- **PARTI DELL'ESERCIZIO**:
**1.** Secondo l'estratto sul diritto agrario, su quali articoli del Titolo III della Carta costituzionale occorre concentrare l'attenzione?
**2.** Riformuli in forma di elenco puntato il paragrafo dell'estratto sul diritto agrario che inizia con "L’art. 44, indicando", conservandone i fatti principali.
**3.** Indichi se le seguenti affermazioni concordano con l'estratto sul diritto agrario, rispondendo sì o no e citando le parole decisive del testo: (a) la bonifica è stata regolamentata in modo tipicamente agrario; (b) il Titolo III della Carta costituzionale riguarda i rapporti politici; (c) l'art. 44 prevede aiuti per la grande proprietà.

- **ESTRATTO DELLA PAGINA**:

════════════════════

Si può quindi affermare che è attraverso la specialità del regime
attuato, che il diritto genericamente individuato come proprio
dell’agricoltura diviene diritto agrario in senso stretto. Può, infatti,
accadere, come è successo per la bonifica e per certe attività di
trasformazione di prodotti agricoli che determinati istituti appartenenti
a materie confinanti con la materia agraria siano regolamentati in
modo tipicamente agrario.
1.1 Fonti costituzionali
Nel ricercare le basi costituzionali del diritto relativo all’agricoltura è
inevitabile concentrare l’attenzione sul Titolo III della Carta
costituzionale, relativo ai rapporti economici e, in particolar modo
sugli articoli 44 e 47.
L’art. 44, indicando le finalità del razionale sfruttamento del suolo e
dell’instaurazione di equi rapporti sociali, delinea un programma di
iniziative legislative che comprende, da un lato, interventi sul regime
proprietario, che vanno dalla generica imposizione di obblighi e
vincoli, alla fissazione di limiti all’estensione della proprietà privata
secondo le regioni e le zone agrarie; dall’altro lato dispone la bonifica
delle terre, la trasformazione del latifondo e la ricostituzione delle
unità produttive concludendo, infine, con la previsione di aiuti per la
piccola e media proprietà e a favore delle zone montane.

════════════════════

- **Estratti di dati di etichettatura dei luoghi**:
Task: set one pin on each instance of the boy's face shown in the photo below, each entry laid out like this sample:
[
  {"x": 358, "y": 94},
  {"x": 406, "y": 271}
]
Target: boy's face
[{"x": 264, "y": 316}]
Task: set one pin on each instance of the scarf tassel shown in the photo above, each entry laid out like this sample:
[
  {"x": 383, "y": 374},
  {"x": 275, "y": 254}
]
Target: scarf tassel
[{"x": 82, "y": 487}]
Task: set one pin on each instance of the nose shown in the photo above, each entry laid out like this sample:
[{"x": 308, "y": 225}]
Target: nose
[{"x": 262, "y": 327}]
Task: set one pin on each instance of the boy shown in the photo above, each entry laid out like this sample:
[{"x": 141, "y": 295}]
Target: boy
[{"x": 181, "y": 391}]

════════════════════

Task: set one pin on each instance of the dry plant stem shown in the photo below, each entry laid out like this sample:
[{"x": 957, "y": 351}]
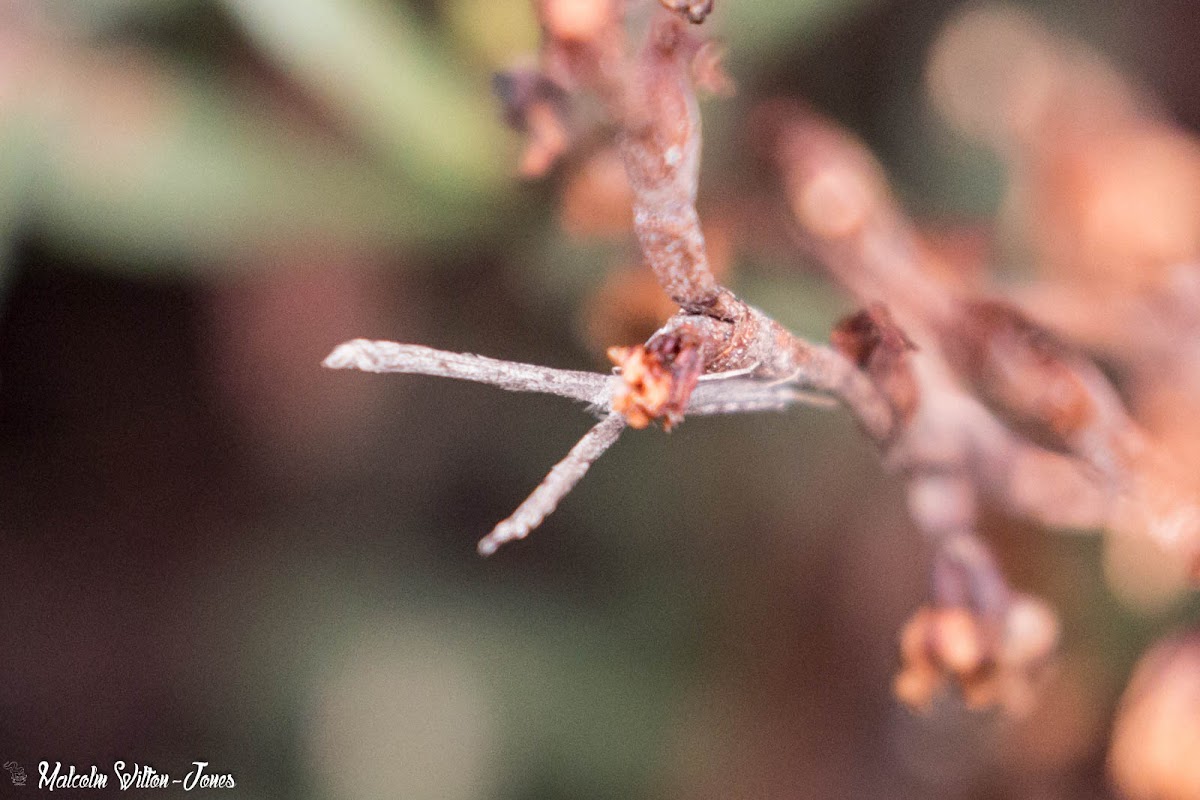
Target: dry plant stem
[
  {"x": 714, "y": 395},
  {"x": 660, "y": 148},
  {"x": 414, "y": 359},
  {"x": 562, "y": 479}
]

════════════════════

- **ELENCO DELLE SOLUZIONI**:
**1.** Sugli articoli 44 e 47.

**2.**
- Finalità: razionale sfruttamento del suolo e instaurazione di equi rapporti sociali.
- Interventi sul regime proprietario: dalla generica imposizione di obblighi e vincoli alla fissazione di limiti all'estensione della proprietà privata secondo le regioni e le zone agrarie.
- Bonifica delle terre, trasformazione del latifondo e ricostituzione delle unità produttive.
- Aiuti per la piccola e media proprietà e a favore delle zone montane.

**3.**
(a) Sì: "come è successo per la bonifica".
(b) No: "relativo ai rapporti economici".
(c) No: "previsione di aiuti per la piccola e media proprietà".